TÉLÉCONSULTATION : Et si c’était le médecin qui en souffrait le plus ?
L’épidémie COVID-19 a brutalement modifié l'interaction médecin-patient, la pratique passant de la médecine présentielle (« hands-on ») à la médecine distancielle (« hands-off). Des médecins de soins primaires réfléchissent ici, avec ces quelques mois de recul, à la signification du toucher dans la pratique clinique et à la façon dont les soins virtuels transforment cet aspect pourtant jusque-là primordial. Ces réflexions, présentées dans les excellentes Annals of Family Medicine, rappellent, au-delà de l’exercice pratique, toute la symbolique du toucher dans la dispensation des soins.
Bien que la technologie permette aux médecins de rester en contact verbal avec les patients, les praticiens perdent la capacité de toucher physiquement. Or, traditionnellement, le toucher est au cœur de la pratique médicale, l'examen physique guide le diagnostic et contribue à une décision thérapeutique éclairée.

- Travail demandé: D'après le texte sur la téléconsultation, dans quelle revue les réflexions de ces médecins de soins primaires ont-elles été présentées ? Pour répondre, servez-vous seulement de ce texte.

- Extraits de données:
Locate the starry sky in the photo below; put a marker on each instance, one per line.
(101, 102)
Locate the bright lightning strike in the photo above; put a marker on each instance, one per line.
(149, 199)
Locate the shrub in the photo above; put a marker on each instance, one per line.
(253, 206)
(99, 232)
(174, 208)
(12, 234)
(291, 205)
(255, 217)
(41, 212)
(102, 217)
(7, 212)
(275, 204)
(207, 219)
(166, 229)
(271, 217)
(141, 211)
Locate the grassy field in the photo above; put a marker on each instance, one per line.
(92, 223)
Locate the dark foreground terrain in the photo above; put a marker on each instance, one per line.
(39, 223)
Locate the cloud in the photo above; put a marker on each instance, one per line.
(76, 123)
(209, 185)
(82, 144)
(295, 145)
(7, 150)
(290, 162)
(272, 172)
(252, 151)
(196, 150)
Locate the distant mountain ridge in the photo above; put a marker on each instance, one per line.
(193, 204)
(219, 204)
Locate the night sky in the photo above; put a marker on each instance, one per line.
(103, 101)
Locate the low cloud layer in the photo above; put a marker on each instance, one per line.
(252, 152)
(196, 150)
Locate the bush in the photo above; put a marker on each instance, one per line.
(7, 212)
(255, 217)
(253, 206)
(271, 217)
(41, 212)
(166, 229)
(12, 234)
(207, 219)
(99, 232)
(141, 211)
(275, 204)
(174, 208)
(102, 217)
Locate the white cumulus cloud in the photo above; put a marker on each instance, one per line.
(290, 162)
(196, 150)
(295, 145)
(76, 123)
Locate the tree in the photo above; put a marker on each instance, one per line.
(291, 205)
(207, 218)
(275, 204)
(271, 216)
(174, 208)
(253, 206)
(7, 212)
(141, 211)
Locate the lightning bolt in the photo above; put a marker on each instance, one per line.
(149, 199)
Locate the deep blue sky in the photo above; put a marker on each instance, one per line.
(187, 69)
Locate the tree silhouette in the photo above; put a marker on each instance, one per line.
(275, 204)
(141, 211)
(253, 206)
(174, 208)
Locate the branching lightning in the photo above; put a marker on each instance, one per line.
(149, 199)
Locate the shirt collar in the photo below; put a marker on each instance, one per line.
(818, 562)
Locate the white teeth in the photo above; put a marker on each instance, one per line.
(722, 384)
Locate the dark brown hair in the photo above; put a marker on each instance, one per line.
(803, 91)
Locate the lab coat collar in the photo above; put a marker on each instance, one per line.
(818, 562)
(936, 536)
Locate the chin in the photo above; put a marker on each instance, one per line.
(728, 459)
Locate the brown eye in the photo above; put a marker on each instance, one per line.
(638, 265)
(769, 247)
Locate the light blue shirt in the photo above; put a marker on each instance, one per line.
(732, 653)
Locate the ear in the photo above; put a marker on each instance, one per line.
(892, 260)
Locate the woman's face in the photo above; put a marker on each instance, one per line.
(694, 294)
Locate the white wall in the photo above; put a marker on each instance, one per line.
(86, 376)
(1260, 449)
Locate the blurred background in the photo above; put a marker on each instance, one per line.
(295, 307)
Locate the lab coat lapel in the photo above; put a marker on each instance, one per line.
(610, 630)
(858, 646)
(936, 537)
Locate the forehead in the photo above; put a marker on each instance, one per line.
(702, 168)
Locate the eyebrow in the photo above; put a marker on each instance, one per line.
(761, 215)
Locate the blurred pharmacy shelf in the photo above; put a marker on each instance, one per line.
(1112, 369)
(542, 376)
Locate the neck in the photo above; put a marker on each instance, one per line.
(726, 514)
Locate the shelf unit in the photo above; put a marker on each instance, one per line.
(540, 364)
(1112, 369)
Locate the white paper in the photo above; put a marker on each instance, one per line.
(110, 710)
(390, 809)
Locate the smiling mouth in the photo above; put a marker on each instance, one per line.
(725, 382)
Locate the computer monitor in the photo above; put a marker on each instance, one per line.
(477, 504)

- Réponse attendue: Dans les Annals of Family Medicine.